* **DATI FORNITI**:
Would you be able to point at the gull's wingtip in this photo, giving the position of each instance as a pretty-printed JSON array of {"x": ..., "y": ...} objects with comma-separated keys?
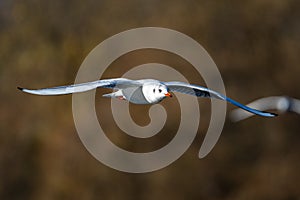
[{"x": 20, "y": 88}]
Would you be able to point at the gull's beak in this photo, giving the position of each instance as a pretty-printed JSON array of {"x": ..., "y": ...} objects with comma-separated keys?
[{"x": 168, "y": 94}]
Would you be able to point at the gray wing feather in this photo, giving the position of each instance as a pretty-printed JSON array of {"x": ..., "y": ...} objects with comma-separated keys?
[{"x": 195, "y": 90}]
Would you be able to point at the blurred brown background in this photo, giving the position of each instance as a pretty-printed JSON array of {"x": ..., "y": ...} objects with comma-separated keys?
[{"x": 255, "y": 44}]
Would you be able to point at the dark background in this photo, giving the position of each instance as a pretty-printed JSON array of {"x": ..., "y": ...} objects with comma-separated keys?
[{"x": 256, "y": 46}]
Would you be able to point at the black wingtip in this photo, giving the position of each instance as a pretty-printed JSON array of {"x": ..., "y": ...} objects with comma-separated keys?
[{"x": 20, "y": 88}]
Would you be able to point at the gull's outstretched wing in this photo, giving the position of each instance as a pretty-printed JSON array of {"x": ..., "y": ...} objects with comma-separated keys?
[
  {"x": 82, "y": 87},
  {"x": 280, "y": 103},
  {"x": 205, "y": 92}
]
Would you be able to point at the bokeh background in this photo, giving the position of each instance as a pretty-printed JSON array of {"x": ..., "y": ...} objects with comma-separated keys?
[{"x": 255, "y": 44}]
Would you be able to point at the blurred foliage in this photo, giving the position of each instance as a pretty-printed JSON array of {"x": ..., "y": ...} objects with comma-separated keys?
[{"x": 256, "y": 45}]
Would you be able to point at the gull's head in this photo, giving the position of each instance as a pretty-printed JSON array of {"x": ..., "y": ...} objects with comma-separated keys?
[{"x": 155, "y": 92}]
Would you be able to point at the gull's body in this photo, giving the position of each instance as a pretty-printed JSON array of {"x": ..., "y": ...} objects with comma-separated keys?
[
  {"x": 282, "y": 104},
  {"x": 145, "y": 91}
]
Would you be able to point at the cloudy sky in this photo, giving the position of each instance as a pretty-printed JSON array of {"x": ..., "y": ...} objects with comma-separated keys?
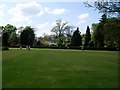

* **CONSEGNA**:
Individua nell'elenco qui sopra tutte le righe che contengono la parola "blurred" e trascrivile. Distingui tra maiuscole e minuscole.

* **SOLUZIONE DELL'ESERCIZIO**:
Would you be able to point at the blurred brown background in this photo, giving the position of each instance as a pretty-printed JSON array of {"x": ..., "y": ...} objects with comma-separated keys?
Would you be able to point at the blurred foliage in this photo, giving the position of each instance as a pretty-printed JSON array of {"x": ..., "y": ...} objects with comma-separated keys?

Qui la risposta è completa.